▶ **Available data**

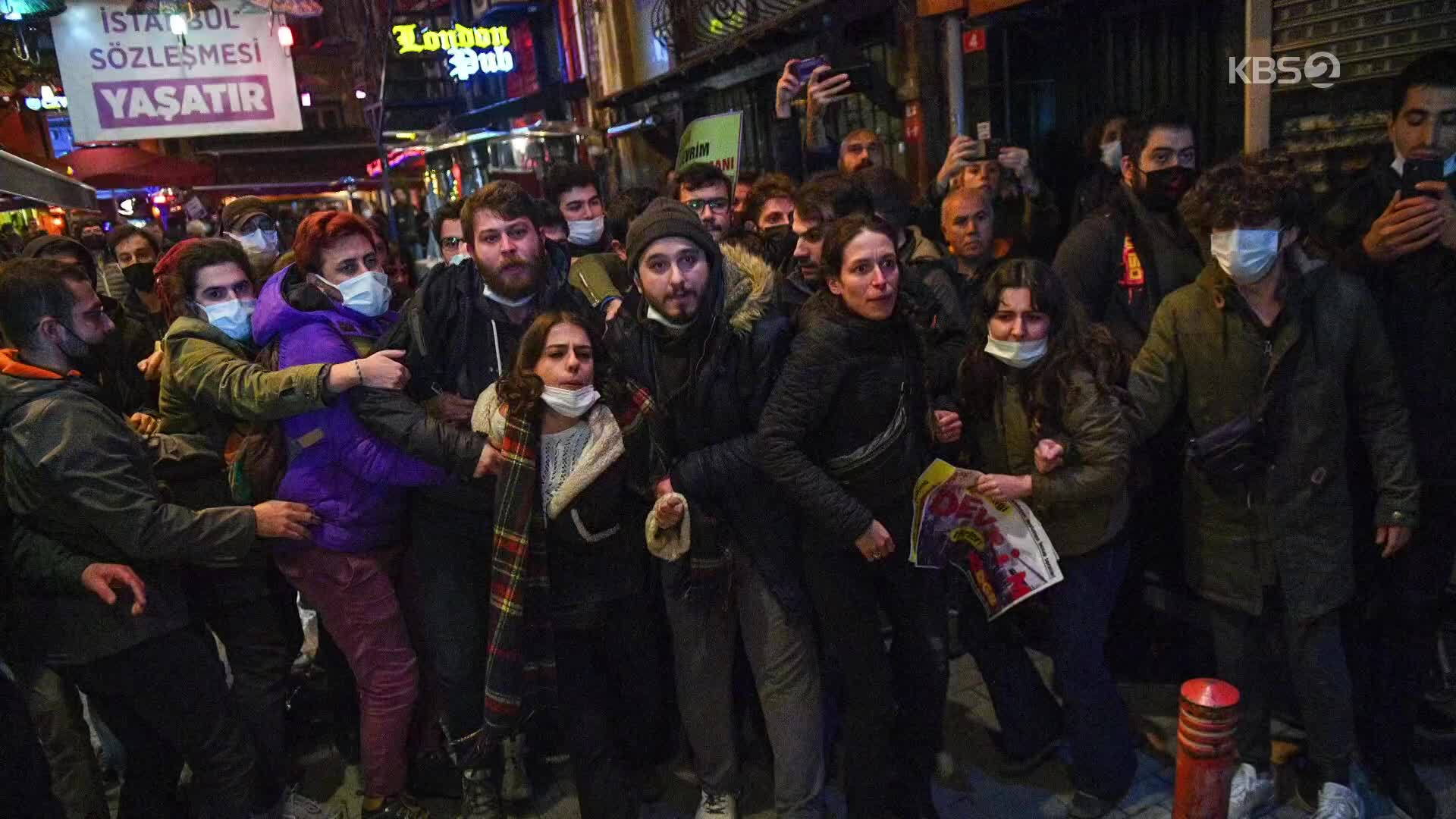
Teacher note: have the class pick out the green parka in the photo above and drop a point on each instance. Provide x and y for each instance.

---

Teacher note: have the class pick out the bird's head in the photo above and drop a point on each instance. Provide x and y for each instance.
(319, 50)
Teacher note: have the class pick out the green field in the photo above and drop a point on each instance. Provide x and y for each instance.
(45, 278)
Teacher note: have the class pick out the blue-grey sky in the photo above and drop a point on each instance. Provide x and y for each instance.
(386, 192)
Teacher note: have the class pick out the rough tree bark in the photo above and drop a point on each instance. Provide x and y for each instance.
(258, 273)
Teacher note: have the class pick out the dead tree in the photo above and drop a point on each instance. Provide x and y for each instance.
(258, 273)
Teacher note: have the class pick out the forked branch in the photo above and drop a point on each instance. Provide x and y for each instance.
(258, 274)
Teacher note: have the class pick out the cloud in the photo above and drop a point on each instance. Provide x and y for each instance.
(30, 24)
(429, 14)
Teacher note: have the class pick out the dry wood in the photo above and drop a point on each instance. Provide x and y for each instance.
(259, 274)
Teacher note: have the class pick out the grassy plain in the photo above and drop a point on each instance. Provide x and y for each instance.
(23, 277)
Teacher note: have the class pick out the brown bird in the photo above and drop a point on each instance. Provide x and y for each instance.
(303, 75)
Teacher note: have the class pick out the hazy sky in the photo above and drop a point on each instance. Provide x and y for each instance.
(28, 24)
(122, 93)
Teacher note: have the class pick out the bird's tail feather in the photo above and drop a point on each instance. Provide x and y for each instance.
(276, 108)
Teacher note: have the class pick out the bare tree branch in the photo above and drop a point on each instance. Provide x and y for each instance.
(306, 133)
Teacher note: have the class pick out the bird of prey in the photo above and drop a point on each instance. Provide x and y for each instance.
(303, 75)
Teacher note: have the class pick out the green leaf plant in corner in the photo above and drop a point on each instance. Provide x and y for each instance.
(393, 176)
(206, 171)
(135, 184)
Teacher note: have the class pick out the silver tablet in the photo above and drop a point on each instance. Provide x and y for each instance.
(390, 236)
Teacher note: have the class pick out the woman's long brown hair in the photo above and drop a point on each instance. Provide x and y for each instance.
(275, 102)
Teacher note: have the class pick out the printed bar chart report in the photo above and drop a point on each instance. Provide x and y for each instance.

▶ **The task**
Show every line of the entries above that contains the string "branch".

▶ **Result of this task**
Teacher note: have the class pick out the forked branch in the photo above and drop a point on each instance. Provide x and y for each instance.
Teacher note: have the class pick out the bare tree branch in the photo above and drop a point on each instance. Provide x and y for each instance.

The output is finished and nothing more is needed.